Dennis also said that his family had lived in Ford Green Cottages which is Ford Green Hall when it was divided into three. We discussed this as early census records show it as being split into 4 dwellings and a check on the Hall website shows that it was both at various points before being restored to its current status as an historic building in the late 40s, early 50’s. He described Chain Row as being opposite the Hall and these were a row of narrow cottages that shared 3 taps and a duckett toilet which was emptied by a night soil-man. (night soil men were often farmers who used the collected waste as manure). The garage was, at that time, a wagon works for the rolling stock with Heath’s chain works behind.

Dennis described one of his playgrounds as ‘white rocks’ and as we discussed this it became clear that this was the remainder of the concrete where the iron works had been. I asked if he ever ventured as far as Norton and Dennis showed me on the map and described in detail the area around St Bartholomew’s and where he and his friends played. I asked about the cinema, as I remember my dad saying he used to go to see the cowboy films, and Dennis said that he used to go to ‘the scratch’ in Smallthorne then as he got older he would go to The Palace or The Colloseum in Burslem. He stated that it was easier to get to Hanley or Burslem as that is where the buses ran to. As well as Turner’s buses which I knew about, Dennis mentioned Baxter’s and Brown’s (another project to research).

• [What to do]
(a) Return the part of the account of Dennis's memories that begins with the words "Dennis described one" and ends after the words "project to research).".
(b) Answer these questions from the account of Dennis's memories:
(i) How many taps did the Chain Row cottages share?
(ii) What was the name of the cinema Dennis went to in Smallthorne?
(iii) Besides Turner's, which bus companies did Dennis mention?
The lines that come next aren't needed for any of this.

• [Given material]
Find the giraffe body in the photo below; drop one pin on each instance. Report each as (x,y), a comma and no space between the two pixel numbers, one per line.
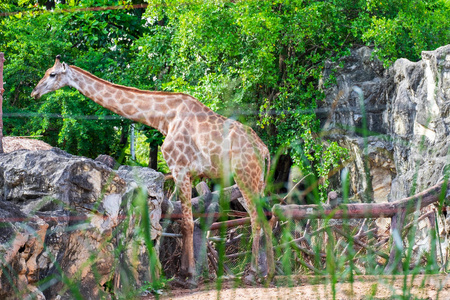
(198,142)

• [Responses to the tasks]
(a)
Dennis described one of his playgrounds as ‘white rocks’ and as we discussed this it became clear that this was the remainder of the concrete where the iron works had been. I asked if he ever ventured as far as Norton and Dennis showed me on the map and described in detail the area around St Bartholomew’s and where he and his friends played. I asked about the cinema, as I remember my dad saying he used to go to see the cowboy films, and Dennis said that he used to go to ‘the scratch’ in Smallthorne then as he got older he would go to The Palace or The Colloseum in Burslem. He stated that it was easier to get to Hanley or Burslem as that is where the buses ran to. As well as Turner’s buses which I knew about, Dennis mentioned Baxter’s and Brown’s (another project to research).

(b)
(i) Three.
(ii) 'The scratch.'
(iii) Baxter's and Brown's.